[Stored items]
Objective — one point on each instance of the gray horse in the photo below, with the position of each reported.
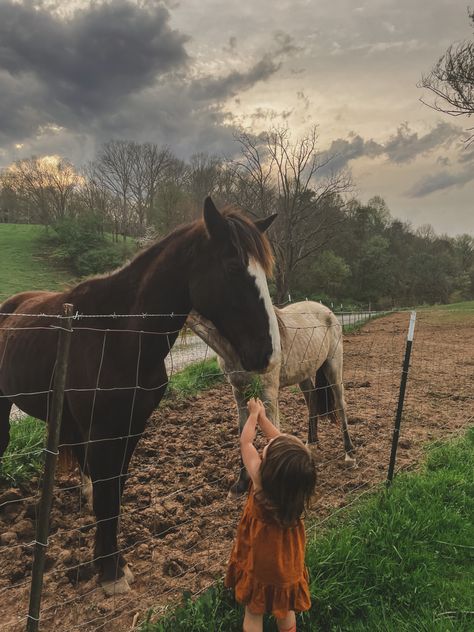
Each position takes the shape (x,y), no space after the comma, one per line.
(311,356)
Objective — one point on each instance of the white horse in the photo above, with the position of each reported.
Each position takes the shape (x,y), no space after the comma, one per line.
(311,356)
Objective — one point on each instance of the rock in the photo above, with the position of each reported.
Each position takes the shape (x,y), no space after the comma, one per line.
(143,550)
(9,537)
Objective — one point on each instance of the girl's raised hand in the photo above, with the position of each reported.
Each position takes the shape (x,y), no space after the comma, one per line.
(253,406)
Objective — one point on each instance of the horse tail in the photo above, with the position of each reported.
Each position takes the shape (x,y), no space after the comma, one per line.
(324,396)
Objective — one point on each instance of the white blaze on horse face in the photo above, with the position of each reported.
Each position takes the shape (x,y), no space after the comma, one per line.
(256,271)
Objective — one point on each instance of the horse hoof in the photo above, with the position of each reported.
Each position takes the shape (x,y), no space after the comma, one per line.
(350,461)
(118,587)
(127,572)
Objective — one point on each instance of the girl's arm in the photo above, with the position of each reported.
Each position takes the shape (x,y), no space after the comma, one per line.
(250,456)
(266,426)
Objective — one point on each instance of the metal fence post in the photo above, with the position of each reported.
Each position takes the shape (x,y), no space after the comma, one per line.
(401,398)
(51,450)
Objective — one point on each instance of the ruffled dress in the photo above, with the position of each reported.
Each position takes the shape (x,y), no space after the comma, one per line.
(266,566)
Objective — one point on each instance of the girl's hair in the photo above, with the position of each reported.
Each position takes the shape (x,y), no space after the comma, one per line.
(288,479)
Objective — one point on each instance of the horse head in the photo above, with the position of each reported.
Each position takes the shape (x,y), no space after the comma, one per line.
(228,285)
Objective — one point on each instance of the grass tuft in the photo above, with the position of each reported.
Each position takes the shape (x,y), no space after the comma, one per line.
(399,561)
(193,379)
(24,455)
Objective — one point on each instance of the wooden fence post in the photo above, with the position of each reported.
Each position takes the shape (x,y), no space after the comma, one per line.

● **PROBLEM TO WORK ON**
Return only those lines that run from the one containing "Objective — one point on each instance of the ruffled" through the end of the entries, keeping each exactly as written.

● **WORKED SOLUTION**
Objective — one point on each instance of the ruffled dress in the photo above, with the position of each reported.
Each position takes the shape (x,y), no space after the comma, one per line.
(266,566)
Objective — one point on each instance of the girl's hair in the photo above, with the position of each reported.
Each position takes the shape (x,y), no space after the comma, one per line.
(288,479)
Objective — one point on each instance of the horse head in the photo above, with the position of each reported.
Each position takes the shape (x,y), no space after the comma, one per line.
(228,285)
Objective — one point on each instance of the grass tuft in the photo above, with the position of each reported.
Each position takes the shape (x,y), no space after the comma, one per line.
(399,561)
(193,379)
(24,455)
Objective — one point on each instance of the wooden fence post in the photo above, with the position of each reported.
Each position takes the shape (x,y), no space after the comma, one per line.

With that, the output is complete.